• Exercise task 1: In the poll analysis text, what Chi-squared statistic is calculated for the sixteen polls?

• Document text:
— Start —

If the Chi-squared statistic is much less than 16, the poll results could be under-dispersed. If the Chi-squared statistic is much more than 16, then the poll results could be over-dispersed. For sixteen polls (which have 15 degrees of freedom, because our estimate for the population mean (\(\mu\)) is constrained by and comes from the 16 poll results), we would expect 99 per cent of the Chi-squared statistics to be between 4.6 and 32.8.

The Chi-squared statistic I calculate for the sixteen polls is 1.68, which is much less than the expected 16 on average. I can convert this 1.68 Chi-squared statistic to a probability for 15 degrees of freedom. When I do this, I find that if the polls were truly independent and random samples, (and therefore normally distributed), there would be a one in 108,282 chance of generating the narrow distribution of poll results we saw prior to the 2019 Federal Election. We can confidently say the published polls were under-dispersed.


Note: If I was to use the language of statistics, I would say our null hypothesis (\(H_0\)) has the sixteen poll results normally distributed around the population mean. Now if the null hypothesis is correct, I would expect the Chi-squared statistic to be in the range 4.6 and 32.8 (99 per cent of the time). However, as our Chi-squared statistic is outside this range, we reject the null hypothesis for the alternative hypothesis (\(H_a\)) that collectively, the poll results are not normally distributed.

Why the difference?

It is interesting to speculate on why there is a difference between these two approaches. While both approaches suggest the poll results were statistically unlikely, the Chi-squared test says they are twice as unlikely as the first approach. I suspect the answer comes from the rounding the pollsters apply to their raw results. This impacts on the normality of the distribution of poll results. In the Chi-squared test, I did not look at rounding.

So what went wrong?

There are really two questions here:
  • Why were the polls under-dispersed; and
  • On the day, why did the election result differ from the sixteen prior poll estimates?

To be honest, it is too early to tell with any certainty, for both questions. But we are starting to see statements from the pollsters that suggest where some of the problems may lie.

A first issue seems to be the increased use of online polls. There are a few issues here:
  • Finding a random sample where all Australians have an equal chance of being polled - there have been suggestions of too many educated and politically active people are in the online samples.
  • Resampling the same individuals from time to time - meaning the samples are not independent. (This may explain the lack of noise we see in polls in recent years). If your sample is not representative, and it is used often, then all of your poll results would be skewed.
  • An over-reliance on clever analytics and weights to try and make a pool of online respondents look like the broader population.  These weights are challenging to keep accurate and reliable over time.

— End —

• Exercise task 2: Reproduce, without any changes, the part of the listing that opens with the line containing "Trace the outline of every instance of the maraschino" and runs through the end of the listing.

Spatial annotation records
— Start —

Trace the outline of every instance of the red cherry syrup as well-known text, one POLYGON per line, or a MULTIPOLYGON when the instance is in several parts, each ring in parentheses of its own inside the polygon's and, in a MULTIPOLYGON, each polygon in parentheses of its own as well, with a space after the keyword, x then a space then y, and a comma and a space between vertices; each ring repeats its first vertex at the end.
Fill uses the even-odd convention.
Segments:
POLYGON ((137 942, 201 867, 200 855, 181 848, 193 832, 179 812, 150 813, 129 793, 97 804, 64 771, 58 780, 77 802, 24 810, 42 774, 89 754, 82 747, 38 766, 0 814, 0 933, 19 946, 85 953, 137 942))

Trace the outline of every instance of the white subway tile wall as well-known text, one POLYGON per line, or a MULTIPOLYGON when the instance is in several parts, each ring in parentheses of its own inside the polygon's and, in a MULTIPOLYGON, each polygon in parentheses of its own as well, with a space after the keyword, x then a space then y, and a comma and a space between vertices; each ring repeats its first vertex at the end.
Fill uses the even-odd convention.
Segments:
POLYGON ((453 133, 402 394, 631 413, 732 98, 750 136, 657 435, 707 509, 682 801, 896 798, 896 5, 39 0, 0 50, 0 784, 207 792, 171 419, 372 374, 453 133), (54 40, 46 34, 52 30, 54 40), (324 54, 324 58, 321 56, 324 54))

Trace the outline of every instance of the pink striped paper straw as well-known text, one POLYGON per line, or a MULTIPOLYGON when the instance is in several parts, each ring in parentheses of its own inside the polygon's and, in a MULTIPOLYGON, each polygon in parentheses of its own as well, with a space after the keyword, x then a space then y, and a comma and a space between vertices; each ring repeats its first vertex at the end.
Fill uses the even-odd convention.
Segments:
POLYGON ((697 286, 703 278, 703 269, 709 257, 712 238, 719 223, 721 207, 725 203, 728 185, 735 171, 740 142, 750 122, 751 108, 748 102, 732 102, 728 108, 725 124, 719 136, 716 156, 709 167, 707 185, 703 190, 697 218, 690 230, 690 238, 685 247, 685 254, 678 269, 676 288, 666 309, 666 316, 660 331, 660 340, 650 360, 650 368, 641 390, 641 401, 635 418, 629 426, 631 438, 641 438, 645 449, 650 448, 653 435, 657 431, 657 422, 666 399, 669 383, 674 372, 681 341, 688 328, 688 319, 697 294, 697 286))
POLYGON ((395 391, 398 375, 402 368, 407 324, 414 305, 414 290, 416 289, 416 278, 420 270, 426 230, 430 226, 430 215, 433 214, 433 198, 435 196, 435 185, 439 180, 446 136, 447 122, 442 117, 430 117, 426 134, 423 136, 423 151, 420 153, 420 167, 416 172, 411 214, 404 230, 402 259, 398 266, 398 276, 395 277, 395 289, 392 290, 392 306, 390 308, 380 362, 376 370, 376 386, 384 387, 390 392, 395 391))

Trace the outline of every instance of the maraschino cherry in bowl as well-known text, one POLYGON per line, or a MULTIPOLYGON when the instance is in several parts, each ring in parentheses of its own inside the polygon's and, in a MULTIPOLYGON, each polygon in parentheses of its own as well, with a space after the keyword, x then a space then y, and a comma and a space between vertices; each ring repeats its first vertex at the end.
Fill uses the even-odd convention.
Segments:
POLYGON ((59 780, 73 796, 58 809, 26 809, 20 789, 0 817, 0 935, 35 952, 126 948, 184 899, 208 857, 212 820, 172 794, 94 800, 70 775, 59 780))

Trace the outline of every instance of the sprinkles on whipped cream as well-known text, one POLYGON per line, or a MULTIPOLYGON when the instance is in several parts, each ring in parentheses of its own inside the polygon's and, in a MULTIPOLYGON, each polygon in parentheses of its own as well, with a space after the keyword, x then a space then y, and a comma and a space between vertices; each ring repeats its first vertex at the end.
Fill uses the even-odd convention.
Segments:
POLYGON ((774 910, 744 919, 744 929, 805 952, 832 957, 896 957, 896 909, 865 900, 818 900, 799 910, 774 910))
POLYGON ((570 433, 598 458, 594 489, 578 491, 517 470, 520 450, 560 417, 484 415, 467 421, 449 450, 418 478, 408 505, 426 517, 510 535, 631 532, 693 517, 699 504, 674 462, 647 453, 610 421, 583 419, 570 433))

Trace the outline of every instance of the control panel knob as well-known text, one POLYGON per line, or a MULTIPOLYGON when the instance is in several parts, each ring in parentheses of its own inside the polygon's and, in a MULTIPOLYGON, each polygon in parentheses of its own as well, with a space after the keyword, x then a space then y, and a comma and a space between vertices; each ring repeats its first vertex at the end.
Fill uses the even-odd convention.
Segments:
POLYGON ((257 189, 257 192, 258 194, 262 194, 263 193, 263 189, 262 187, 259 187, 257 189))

— End —

• Response 1: 1.68

• Response 2:
Trace the outline of every instance of the maraschino cherry in bowl as well-known text, one POLYGON per line, or a MULTIPOLYGON when the instance is in several parts, each ring in parentheses of its own inside the polygon's and, in a MULTIPOLYGON, each polygon in parentheses of its own as well, with a space after the keyword, x then a space then y, and a comma and a space between vertices; each ring repeats its first vertex at the end.
Fill uses the even-odd convention.
Segments:
POLYGON ((59 780, 73 796, 58 809, 26 809, 20 789, 0 817, 0 935, 35 952, 126 948, 184 899, 208 857, 212 820, 172 794, 94 800, 70 775, 59 780))

Trace the outline of every instance of the sprinkles on whipped cream as well-known text, one POLYGON per line, or a MULTIPOLYGON when the instance is in several parts, each ring in parentheses of its own inside the polygon's and, in a MULTIPOLYGON, each polygon in parentheses of its own as well, with a space after the keyword, x then a space then y, and a comma and a space between vertices; each ring repeats its first vertex at the end.
Fill uses the even-odd convention.
Segments:
POLYGON ((774 910, 744 919, 744 929, 805 952, 832 957, 896 957, 896 909, 865 900, 818 900, 799 910, 774 910))
POLYGON ((570 433, 598 458, 594 489, 578 491, 517 470, 520 450, 560 417, 484 415, 467 421, 449 450, 418 478, 408 505, 426 517, 510 535, 631 532, 693 517, 699 504, 674 462, 647 453, 610 421, 583 419, 570 433))

Trace the outline of every instance of the control panel knob as well-known text, one POLYGON per line, or a MULTIPOLYGON when the instance is in several parts, each ring in parentheses of its own inside the polygon's and, in a MULTIPOLYGON, each polygon in parentheses of its own as well, with a space after the keyword, x then a space then y, and a comma and a space between vertices; each ring repeats its first vertex at the end.
Fill uses the even-odd convention.
Segments:
POLYGON ((257 189, 257 192, 258 194, 262 194, 263 193, 263 189, 262 187, 259 187, 257 189))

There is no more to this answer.